ÉNONCÉ RÉDIGÉ 1:
Répondez à ces questions sur l'extrait consacré à la dictée :
(a) Quelle école la promotion de la dictée concerne-t-elle ?
(b) Quelle est la discipline reine du « secondaire » ?
(c) En quelle année paraît L'Instruction publique et la démocratie ?
ÉNONCÉ RÉDIGÉ 2:
Recopiez le passage de l'extrait consacré à la dictée qui va de « La dictée, à » jusqu'à « paru en 1886. ».

EXTRAIT DU DOCUMENT:
------------------------------------------------

À cette époque, la promotion de la dictée concerne-t-elle tous les enseignements ?

Elle concerne ce qu’on appelle l’école des enfants du peuple, à savoir le « primaire », de 6 à 13, puis 14 ans. En revanche, elle ne touche pas l’école des privilégiés socioculturels qui fréquentent, eux, les établissements du « secondaire », depuis les classes élémentaires jusqu’à la terminale.

La dictée, à l’origine, est donc réservée aux plus jeunes ?

En effet. La discipline reine du « secondaire », c’est le latin, que l’on enseigne alors dès les classes élémentaires. La question de l’orthographe française y est peu présente et encore moins la dictée, qui ne figure d’ailleurs pas parmi les épreuves de l’examen emblématique qu’est le baccalauréat. Cette absence peut expliquer que, selon l’écrivain Albert Duruy, fils de l’ancien ministre de l’Instruction publique Victor Duruy, « l’orthographe des étudiants en lettres est si défectueuse que la Sorbonne s’est vue réduite à demander la création d’une nouvelle maîtrise de conférences, dont le titulaire aurait pour principale occupation de corriger les devoirs de français des étudiants de la faculté de lettres ». Une observation que je tire de son ouvrage L’Instruction publique et la démocratie, paru en 1886.

Comment expliquer la place éminente de la dictée dans le primaire ?

------------------------------------------------

LISTE DES ENREGISTREMENTS:
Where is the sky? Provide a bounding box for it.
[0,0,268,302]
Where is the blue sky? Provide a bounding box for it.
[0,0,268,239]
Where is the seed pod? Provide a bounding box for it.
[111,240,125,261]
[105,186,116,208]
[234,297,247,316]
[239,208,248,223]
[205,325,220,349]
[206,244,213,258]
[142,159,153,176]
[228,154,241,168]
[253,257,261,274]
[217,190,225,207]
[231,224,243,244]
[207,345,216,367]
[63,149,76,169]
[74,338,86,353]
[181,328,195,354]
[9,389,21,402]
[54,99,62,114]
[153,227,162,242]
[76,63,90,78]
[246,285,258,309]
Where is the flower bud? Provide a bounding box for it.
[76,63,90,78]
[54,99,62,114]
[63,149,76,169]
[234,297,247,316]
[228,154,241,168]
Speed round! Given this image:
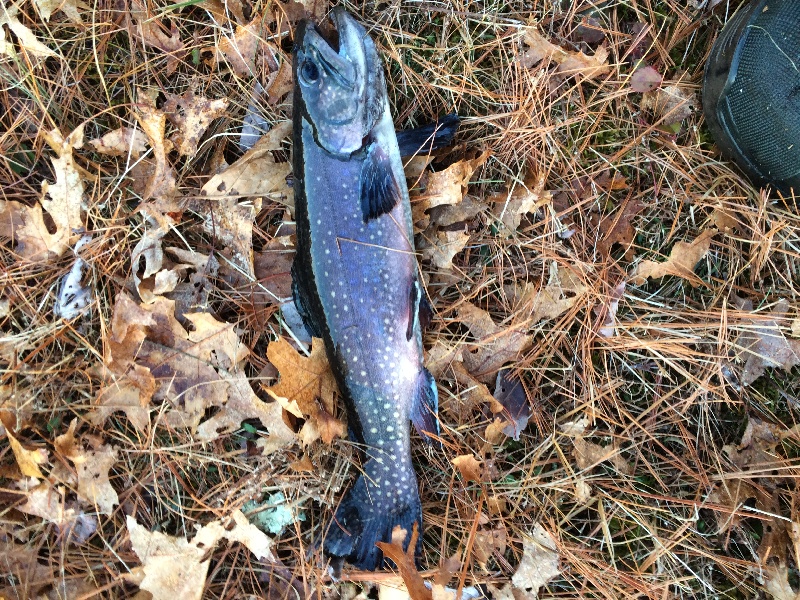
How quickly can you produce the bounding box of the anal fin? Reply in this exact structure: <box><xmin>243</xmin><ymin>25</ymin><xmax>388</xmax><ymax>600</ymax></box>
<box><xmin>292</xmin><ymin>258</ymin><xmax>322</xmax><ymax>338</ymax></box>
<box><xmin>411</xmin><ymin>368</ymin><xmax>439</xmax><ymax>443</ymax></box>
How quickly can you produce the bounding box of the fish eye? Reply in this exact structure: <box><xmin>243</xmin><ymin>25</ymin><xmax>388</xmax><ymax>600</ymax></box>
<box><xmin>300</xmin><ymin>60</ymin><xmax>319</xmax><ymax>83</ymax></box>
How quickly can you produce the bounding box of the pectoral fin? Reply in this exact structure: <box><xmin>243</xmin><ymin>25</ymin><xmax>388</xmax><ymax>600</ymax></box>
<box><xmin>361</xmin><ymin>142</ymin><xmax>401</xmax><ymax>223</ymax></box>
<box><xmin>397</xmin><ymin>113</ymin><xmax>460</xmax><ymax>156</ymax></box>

------------------------------------------------

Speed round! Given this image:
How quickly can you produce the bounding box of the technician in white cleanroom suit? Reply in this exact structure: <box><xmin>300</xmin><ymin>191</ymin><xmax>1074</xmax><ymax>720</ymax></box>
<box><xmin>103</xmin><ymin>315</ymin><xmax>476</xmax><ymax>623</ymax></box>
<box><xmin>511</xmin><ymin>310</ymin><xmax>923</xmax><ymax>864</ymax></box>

------------------------------------------------

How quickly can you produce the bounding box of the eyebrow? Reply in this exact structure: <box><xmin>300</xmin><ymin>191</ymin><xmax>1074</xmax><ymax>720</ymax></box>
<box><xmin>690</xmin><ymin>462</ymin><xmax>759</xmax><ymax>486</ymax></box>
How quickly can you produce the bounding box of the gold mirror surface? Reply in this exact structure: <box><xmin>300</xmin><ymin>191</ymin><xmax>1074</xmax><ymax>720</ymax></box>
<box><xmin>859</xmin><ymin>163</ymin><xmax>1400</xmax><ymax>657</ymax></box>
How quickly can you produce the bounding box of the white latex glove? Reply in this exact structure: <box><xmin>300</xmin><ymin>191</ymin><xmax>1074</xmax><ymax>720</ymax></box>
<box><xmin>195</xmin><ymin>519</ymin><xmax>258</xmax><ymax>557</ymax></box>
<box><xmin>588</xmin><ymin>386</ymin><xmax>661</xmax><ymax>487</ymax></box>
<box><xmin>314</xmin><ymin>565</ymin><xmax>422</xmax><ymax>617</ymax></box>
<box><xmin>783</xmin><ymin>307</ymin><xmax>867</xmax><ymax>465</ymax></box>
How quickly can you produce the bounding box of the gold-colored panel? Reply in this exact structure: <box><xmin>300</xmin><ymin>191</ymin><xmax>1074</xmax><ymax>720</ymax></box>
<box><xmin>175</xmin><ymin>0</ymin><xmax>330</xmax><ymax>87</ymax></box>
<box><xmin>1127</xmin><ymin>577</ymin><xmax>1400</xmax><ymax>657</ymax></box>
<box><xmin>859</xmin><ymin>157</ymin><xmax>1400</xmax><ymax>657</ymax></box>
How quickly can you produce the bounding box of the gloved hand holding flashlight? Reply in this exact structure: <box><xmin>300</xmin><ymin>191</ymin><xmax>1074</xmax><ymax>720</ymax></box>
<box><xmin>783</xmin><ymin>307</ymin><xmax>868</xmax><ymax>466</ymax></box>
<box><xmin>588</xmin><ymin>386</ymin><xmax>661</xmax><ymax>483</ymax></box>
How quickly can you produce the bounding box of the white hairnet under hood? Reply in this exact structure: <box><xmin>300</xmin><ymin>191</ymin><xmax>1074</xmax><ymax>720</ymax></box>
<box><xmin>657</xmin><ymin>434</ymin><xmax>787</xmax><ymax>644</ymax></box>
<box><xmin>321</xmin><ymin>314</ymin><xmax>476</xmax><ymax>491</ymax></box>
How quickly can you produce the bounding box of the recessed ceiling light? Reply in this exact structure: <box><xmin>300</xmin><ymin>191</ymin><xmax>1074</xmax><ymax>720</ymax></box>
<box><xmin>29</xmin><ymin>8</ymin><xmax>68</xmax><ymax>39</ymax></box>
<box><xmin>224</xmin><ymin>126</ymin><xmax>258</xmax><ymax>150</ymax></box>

------------------------------------------------

RÉPONSE COMPLÈTE 1:
(a) L'école des enfants du peuple, c'est-à-dire le « primaire », de 6 à 13, puis 14 ans.
(b) Le latin.
(c) En 1886.

RÉPONSE COMPLÈTE 2:
La dictée, à l’origine, est donc réservée aux plus jeunes ?

En effet. La discipline reine du « secondaire », c’est le latin, que l’on enseigne alors dès les classes élémentaires. La question de l’orthographe française y est peu présente et encore moins la dictée, qui ne figure d’ailleurs pas parmi les épreuves de l’examen emblématique qu’est le baccalauréat. Cette absence peut expliquer que, selon l’écrivain Albert Duruy, fils de l’ancien ministre de l’Instruction publique Victor Duruy, « l’orthographe des étudiants en lettres est si défectueuse que la Sorbonne s’est vue réduite à demander la création d’une nouvelle maîtrise de conférences, dont le titulaire aurait pour principale occupation de corriger les devoirs de français des étudiants de la faculté de lettres ». Une observation que je tire de son ouvrage L’Instruction publique et la démocratie, paru en 1886.